Task goal
Could you copy every record below exactly as it stands?

Point localization data
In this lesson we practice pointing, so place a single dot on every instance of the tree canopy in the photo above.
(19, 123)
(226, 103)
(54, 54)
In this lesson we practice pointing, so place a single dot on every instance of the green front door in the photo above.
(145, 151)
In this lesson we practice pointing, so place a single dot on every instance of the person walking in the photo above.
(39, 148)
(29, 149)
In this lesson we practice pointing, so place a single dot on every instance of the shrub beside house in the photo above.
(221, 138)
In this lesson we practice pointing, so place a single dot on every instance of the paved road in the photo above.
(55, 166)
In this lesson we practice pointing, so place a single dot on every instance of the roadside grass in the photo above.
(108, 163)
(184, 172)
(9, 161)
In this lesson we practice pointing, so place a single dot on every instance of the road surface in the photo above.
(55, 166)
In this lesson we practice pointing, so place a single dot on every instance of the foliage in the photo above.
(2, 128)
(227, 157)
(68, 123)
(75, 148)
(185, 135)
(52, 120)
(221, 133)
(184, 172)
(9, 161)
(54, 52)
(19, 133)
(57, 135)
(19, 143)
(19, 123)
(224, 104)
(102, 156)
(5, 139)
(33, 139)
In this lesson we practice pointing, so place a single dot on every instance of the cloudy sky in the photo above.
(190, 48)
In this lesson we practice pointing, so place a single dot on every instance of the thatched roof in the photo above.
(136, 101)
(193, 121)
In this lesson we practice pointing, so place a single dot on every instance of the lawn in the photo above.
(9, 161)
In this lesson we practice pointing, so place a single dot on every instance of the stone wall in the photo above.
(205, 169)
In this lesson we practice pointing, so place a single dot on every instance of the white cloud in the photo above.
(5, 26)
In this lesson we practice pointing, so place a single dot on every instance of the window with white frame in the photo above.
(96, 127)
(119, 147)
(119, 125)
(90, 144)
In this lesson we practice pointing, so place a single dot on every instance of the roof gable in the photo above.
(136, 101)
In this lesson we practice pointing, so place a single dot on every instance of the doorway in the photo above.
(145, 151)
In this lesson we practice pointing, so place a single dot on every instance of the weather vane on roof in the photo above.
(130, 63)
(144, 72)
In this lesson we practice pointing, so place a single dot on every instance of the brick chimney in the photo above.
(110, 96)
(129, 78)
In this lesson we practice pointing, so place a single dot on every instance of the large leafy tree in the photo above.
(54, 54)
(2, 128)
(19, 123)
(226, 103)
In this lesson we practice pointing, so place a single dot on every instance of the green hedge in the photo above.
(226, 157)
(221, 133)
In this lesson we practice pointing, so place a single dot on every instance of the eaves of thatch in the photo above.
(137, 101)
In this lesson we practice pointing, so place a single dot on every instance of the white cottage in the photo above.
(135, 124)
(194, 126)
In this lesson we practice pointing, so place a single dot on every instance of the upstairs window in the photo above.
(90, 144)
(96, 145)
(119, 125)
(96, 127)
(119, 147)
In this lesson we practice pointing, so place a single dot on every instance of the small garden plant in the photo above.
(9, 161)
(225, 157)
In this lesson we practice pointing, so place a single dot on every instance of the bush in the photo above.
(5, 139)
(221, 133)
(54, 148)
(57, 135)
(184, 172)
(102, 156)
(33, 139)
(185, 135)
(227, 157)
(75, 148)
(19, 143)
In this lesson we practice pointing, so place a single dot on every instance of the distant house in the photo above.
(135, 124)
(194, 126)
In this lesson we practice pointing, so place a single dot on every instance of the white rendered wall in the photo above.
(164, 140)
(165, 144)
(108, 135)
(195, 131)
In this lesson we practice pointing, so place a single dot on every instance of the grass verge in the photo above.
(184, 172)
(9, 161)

Task solution
In this lesson we practice pointing, so place a single dot on every instance of the tree canopy in the photo above.
(19, 123)
(226, 103)
(54, 54)
In this lesson we practice pointing, so place a single dot on every instance of the green front door in the photo above.
(145, 151)
In this lesson we practice pointing, so place a single dot on every instance of the person walking in the photo above.
(39, 148)
(29, 149)
In this lesson we practice pointing, so place a single dot on every instance of the shrub beside house in the photo above.
(221, 138)
In this lesson we practice pointing, so place a single dot on every instance of the paved road in the photo above.
(55, 166)
In this lesson we practice pointing, so place a single dot on every instance of the roadside grass in the photo above.
(108, 163)
(184, 172)
(9, 161)
In this lesson we practice pointing, so place a single dot on every instance of the road surface in the photo above.
(55, 166)
In this lesson we practice pointing, so place a single dot on every instance of the foliage in the photo above.
(2, 128)
(227, 157)
(68, 123)
(75, 148)
(185, 135)
(52, 120)
(221, 133)
(184, 172)
(9, 161)
(54, 52)
(19, 133)
(57, 135)
(19, 143)
(19, 123)
(224, 104)
(102, 156)
(5, 139)
(33, 139)
In this lesson we practice pointing, so place a single dot on every instance of the cloudy sky in the photo above.
(190, 48)
In this lesson we practice pointing, so place a single dot on every instance of the thatched roof in the photo above.
(136, 101)
(193, 121)
In this lesson we practice pointing, so place a single dot on every instance of the lawn in the photo above.
(9, 161)
In this lesson we practice pointing, so place a single dot on every instance of the stone wall in the photo above.
(205, 169)
In this lesson we practice pointing, so place a single dot on every instance of the white cloud in the photo above.
(5, 26)
In this lesson we practice pointing, so place a single dot on every instance of the window with white frame in the photo above.
(96, 127)
(119, 147)
(119, 125)
(90, 144)
In this lesson we practice pointing, so place a single dot on every instance of the roof gable in the photo above.
(136, 101)
In this lesson we practice pointing, so place a single dot on every instance of the doorway in the photo above.
(145, 151)
In this lesson we practice pointing, so place a single dot on every instance of the weather vane on roof in the photo above.
(130, 63)
(144, 72)
In this lesson we practice pointing, so place a single dot on every instance of the brick chimney in the photo above.
(110, 96)
(129, 78)
In this lesson we practice pointing, so place a single dot on every instance of the large leafy tree in the photo above.
(54, 54)
(2, 128)
(19, 123)
(226, 103)
In this lesson we practice pointing, so place a single dot on every instance of the green hedge in the photo above.
(226, 157)
(221, 133)
In this lesson we practice pointing, so place a single dot on every instance of the eaves of thatch in the photo above.
(137, 101)
In this lesson we practice pointing, so place a single dot on every instance of the white cottage in the photo above.
(135, 124)
(194, 126)
In this lesson we practice pointing, so place a single dot on every instance of the upstairs window in the photo above.
(90, 144)
(96, 145)
(119, 125)
(96, 127)
(119, 147)
In this lesson we practice pointing, so place a single dot on every instance of the small garden plant in the photo above.
(9, 161)
(225, 157)
In this lesson we practice pointing, so place a single dot on every instance of the bush in the photo above.
(5, 139)
(221, 133)
(54, 148)
(57, 135)
(184, 172)
(102, 156)
(33, 139)
(185, 135)
(227, 157)
(75, 148)
(19, 143)
In this lesson we practice pointing, so place a single dot on every instance of the distant house in the photo above.
(135, 124)
(194, 126)
In this lesson we practice pointing, so place a single dot on every instance of the white rendered wall in the photo above.
(164, 140)
(165, 144)
(108, 135)
(195, 131)
In this lesson we practice pointing, so place a single dot on every instance of the grass verge in the photo above.
(184, 172)
(9, 161)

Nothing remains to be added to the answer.